SHORT PROBLEM: Copy the material below word for word, starting at the line containing "Task: confirm every instance of the flat" and ending at the line containing "499], [75, 455]]", with both of those lines included.

---*---

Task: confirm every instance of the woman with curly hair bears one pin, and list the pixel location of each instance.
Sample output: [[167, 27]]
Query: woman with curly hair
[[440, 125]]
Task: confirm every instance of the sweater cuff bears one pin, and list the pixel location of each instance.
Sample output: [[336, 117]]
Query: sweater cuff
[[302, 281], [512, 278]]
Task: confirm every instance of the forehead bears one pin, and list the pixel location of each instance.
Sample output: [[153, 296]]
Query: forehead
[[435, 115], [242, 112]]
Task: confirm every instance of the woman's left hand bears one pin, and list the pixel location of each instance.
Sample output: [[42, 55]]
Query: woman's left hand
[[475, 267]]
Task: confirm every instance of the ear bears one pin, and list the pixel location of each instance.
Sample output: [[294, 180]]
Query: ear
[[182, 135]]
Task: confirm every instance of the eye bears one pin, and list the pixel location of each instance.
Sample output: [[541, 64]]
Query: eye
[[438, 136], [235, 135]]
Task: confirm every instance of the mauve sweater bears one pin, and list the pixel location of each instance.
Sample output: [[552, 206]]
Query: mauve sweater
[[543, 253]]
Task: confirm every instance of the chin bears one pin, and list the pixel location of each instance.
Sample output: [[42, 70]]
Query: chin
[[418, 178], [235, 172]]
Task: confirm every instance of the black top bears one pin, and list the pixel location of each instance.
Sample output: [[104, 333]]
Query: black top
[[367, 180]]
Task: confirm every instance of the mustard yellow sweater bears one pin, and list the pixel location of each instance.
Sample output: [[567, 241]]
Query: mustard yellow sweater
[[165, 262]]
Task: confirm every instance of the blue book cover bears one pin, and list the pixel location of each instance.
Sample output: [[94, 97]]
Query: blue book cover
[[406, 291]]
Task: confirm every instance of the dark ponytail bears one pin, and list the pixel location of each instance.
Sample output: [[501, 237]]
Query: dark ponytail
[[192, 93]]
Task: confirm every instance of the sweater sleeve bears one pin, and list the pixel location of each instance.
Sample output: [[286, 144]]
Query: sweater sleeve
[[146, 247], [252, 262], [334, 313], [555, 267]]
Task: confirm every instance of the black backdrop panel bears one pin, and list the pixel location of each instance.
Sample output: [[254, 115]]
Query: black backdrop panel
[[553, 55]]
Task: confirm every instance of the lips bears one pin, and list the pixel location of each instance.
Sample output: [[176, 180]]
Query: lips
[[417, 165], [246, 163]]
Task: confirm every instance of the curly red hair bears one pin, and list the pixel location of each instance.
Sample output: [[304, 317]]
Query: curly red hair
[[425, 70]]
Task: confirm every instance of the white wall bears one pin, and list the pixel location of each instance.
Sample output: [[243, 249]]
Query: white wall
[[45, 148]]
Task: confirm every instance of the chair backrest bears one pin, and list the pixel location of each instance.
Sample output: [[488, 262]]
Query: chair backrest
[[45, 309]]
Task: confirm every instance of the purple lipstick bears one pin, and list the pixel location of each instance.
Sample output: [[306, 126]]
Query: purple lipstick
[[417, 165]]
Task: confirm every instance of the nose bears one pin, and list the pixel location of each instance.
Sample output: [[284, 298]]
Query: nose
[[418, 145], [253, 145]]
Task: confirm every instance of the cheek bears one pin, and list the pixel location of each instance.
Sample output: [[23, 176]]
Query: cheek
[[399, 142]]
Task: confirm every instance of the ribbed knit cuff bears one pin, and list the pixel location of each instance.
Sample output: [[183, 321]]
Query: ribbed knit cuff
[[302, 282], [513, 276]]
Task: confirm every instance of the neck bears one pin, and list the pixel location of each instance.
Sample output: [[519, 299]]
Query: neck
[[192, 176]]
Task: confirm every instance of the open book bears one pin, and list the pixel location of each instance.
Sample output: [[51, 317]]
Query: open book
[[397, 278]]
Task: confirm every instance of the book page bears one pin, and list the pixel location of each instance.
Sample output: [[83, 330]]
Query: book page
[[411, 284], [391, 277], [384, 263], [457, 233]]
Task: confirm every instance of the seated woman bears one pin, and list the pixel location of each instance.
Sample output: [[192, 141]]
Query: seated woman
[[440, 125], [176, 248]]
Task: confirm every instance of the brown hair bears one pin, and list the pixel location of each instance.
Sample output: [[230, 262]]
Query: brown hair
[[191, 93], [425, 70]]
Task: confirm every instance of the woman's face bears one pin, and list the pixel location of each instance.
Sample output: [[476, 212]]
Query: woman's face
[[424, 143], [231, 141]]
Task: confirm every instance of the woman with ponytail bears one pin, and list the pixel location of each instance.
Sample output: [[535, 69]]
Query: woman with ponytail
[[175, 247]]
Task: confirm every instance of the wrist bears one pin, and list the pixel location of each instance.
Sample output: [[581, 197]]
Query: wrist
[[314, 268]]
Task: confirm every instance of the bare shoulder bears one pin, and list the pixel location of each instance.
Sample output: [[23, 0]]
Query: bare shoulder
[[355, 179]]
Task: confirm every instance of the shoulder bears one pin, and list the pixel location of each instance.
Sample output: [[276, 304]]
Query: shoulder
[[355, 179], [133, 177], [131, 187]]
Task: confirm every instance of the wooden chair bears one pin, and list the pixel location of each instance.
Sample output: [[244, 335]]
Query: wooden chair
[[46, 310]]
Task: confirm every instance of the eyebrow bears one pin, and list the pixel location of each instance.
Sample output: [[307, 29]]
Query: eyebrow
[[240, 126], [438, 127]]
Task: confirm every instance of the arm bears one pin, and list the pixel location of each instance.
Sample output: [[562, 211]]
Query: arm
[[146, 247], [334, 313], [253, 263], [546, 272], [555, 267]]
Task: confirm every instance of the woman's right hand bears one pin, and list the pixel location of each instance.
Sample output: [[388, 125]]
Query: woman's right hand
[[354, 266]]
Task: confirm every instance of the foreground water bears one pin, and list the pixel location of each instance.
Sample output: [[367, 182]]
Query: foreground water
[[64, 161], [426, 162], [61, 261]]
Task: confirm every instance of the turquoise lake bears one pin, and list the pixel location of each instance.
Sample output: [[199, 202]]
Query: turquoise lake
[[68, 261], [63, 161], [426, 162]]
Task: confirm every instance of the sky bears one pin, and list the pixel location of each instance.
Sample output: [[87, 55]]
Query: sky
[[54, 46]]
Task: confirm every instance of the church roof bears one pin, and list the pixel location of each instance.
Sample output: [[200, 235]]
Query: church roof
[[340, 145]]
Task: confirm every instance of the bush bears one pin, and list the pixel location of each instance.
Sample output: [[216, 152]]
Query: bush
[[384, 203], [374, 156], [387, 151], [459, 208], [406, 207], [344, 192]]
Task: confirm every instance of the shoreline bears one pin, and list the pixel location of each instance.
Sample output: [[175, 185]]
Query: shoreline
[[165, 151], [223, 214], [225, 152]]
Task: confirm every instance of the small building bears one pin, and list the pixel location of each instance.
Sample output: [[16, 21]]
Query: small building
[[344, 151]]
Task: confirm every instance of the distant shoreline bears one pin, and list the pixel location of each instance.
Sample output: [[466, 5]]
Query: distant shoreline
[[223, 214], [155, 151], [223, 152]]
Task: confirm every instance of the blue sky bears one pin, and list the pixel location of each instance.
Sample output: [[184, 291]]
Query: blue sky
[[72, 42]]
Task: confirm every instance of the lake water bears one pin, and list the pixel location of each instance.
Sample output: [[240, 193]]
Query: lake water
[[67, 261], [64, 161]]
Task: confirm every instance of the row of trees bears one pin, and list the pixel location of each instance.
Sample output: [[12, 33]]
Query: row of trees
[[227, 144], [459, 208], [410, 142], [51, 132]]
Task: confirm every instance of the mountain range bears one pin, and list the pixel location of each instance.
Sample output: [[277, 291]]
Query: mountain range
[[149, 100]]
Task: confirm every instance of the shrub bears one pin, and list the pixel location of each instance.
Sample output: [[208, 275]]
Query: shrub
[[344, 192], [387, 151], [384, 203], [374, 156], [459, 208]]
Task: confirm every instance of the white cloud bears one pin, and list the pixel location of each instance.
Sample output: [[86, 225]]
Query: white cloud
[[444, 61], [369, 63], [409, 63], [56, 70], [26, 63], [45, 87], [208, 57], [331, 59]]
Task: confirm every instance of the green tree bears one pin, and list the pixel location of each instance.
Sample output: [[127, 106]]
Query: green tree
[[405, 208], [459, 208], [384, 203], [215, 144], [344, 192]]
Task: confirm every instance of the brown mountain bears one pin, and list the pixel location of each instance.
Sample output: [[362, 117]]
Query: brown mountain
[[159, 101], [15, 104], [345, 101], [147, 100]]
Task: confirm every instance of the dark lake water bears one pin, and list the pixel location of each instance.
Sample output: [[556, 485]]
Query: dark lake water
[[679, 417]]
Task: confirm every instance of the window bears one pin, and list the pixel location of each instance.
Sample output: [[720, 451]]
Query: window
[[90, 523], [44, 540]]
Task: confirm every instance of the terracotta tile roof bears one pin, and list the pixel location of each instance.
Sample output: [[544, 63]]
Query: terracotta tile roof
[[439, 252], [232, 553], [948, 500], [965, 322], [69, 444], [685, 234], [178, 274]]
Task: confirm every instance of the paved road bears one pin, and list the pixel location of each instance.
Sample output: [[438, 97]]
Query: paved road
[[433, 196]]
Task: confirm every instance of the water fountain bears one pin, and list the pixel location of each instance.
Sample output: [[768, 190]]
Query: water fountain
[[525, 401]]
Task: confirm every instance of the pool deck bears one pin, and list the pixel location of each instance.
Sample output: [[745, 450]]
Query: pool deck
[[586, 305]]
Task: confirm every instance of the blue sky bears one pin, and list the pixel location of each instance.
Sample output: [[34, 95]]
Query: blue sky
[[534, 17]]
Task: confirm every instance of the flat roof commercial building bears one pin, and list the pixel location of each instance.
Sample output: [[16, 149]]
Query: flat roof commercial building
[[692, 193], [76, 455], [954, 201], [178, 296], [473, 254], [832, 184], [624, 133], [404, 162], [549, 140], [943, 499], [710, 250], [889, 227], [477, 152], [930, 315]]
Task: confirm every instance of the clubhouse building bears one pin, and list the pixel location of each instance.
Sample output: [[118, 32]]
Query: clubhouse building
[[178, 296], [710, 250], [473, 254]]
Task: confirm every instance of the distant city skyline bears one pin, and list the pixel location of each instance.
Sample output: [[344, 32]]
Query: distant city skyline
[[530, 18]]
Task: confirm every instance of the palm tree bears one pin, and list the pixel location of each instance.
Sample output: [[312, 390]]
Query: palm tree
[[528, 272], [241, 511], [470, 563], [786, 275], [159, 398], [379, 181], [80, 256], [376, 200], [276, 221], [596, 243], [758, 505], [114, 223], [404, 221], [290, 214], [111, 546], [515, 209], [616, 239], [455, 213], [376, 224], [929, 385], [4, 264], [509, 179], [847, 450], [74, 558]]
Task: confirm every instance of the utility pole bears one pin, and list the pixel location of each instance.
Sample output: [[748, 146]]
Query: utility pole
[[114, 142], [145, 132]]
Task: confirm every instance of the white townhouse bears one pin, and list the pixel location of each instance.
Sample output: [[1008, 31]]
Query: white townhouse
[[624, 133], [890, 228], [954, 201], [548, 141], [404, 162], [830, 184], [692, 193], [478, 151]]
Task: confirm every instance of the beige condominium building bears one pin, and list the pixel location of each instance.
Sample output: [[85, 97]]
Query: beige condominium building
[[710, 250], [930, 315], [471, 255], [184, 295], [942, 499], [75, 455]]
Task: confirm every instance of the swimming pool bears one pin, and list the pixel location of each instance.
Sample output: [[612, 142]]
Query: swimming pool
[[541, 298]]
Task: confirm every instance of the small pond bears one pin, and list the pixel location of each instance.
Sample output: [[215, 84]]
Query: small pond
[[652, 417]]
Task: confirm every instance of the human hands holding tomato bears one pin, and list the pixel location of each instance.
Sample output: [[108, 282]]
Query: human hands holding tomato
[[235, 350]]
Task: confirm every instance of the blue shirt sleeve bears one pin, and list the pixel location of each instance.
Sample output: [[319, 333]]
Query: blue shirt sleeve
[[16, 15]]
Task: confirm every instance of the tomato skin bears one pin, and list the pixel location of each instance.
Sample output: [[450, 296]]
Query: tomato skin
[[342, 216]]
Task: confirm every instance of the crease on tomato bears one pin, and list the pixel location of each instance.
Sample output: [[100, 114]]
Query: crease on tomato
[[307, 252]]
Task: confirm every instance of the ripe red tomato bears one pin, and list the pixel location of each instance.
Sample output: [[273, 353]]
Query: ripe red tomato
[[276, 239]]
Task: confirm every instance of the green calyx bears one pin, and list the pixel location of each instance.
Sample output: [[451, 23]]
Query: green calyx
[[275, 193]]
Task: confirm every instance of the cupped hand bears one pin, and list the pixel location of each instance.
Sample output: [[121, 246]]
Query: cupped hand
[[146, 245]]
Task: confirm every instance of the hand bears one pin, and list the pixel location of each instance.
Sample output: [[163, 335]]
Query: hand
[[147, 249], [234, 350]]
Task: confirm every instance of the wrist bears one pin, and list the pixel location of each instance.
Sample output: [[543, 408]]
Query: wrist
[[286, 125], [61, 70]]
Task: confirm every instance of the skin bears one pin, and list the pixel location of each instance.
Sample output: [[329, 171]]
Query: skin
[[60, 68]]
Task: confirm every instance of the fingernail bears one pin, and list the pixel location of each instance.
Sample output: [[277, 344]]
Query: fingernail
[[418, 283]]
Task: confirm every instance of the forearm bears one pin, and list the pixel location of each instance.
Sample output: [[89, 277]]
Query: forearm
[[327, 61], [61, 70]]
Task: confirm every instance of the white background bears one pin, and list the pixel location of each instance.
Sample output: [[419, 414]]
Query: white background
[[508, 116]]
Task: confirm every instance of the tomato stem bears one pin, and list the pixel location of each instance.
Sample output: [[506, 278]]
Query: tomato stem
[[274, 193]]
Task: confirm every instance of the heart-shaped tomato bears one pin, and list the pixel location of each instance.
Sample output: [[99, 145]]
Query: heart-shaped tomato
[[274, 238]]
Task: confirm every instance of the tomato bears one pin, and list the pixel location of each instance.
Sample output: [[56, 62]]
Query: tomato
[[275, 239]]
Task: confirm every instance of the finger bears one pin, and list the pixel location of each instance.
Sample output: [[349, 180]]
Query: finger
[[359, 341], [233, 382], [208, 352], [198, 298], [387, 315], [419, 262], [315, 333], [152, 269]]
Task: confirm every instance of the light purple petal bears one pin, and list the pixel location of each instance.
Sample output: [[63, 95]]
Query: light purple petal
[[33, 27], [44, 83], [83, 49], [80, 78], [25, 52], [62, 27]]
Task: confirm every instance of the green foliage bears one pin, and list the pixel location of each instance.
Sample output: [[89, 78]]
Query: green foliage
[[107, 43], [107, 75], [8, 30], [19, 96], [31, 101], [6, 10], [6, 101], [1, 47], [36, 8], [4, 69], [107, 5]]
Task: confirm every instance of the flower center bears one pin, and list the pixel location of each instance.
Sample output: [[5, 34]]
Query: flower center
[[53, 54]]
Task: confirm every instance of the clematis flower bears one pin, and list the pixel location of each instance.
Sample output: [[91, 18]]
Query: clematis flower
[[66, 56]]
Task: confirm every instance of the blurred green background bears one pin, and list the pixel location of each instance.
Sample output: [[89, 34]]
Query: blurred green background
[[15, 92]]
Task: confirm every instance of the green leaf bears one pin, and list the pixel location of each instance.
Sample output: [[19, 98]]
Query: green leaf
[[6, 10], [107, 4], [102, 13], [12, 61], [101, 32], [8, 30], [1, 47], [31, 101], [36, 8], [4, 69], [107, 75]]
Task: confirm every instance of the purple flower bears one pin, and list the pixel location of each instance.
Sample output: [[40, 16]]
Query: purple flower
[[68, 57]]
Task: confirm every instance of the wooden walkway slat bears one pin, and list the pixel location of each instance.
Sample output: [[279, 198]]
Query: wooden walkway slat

---*---

RESULT OF THIS EXERCISE:
Task: confirm every instance of the flat roof commercial building bears one pin, and list the pixel location of each instance.
Sample output: [[16, 149]]
Query: flat roof commercial building
[[692, 193], [76, 455], [954, 201], [178, 296], [473, 254], [832, 184], [624, 133], [404, 162], [549, 140], [943, 499], [710, 250], [889, 227], [477, 152], [930, 315]]
Task: confirm every instance of the clubhouse building bears one pin, and list the pixel location of each instance.
Sample output: [[118, 32]]
Query: clubhouse building
[[178, 296], [710, 250], [473, 254]]
Task: confirm every instance of the distant city skyline bears one pin, and list the pixel location of each instance.
Sample output: [[344, 32]]
Query: distant city skyline
[[530, 18]]
Task: confirm every instance of the palm tree bears one pin, and list the pixel location of each instance.
Sample output: [[312, 390]]
Query: palm tree
[[528, 272], [241, 511], [470, 563], [786, 275], [159, 398], [379, 181], [80, 256], [376, 200], [276, 221], [596, 243], [758, 505], [114, 223], [404, 221], [290, 214], [111, 546], [515, 209], [616, 239], [455, 213], [376, 224], [929, 385], [4, 264], [509, 179], [847, 450], [74, 558]]
Task: confirm every instance of the utility pole bears one pin, and list the pixel location of each instance.
Sample output: [[748, 146]]
Query: utility pole
[[114, 142], [145, 132]]
Task: confirm every instance of the white townhouse bears one pin, and list the pixel location of each instance.
Sample output: [[1008, 31]]
Query: white townhouse
[[624, 133], [890, 228], [954, 201], [548, 141], [404, 162], [830, 184], [692, 193], [478, 151]]
Task: confirm every instance of the beige condominium building bears one pin, and list the pixel location of each instance.
Sample output: [[85, 97]]
Query: beige condominium building
[[710, 250], [930, 315], [471, 255], [184, 295], [942, 499], [75, 455]]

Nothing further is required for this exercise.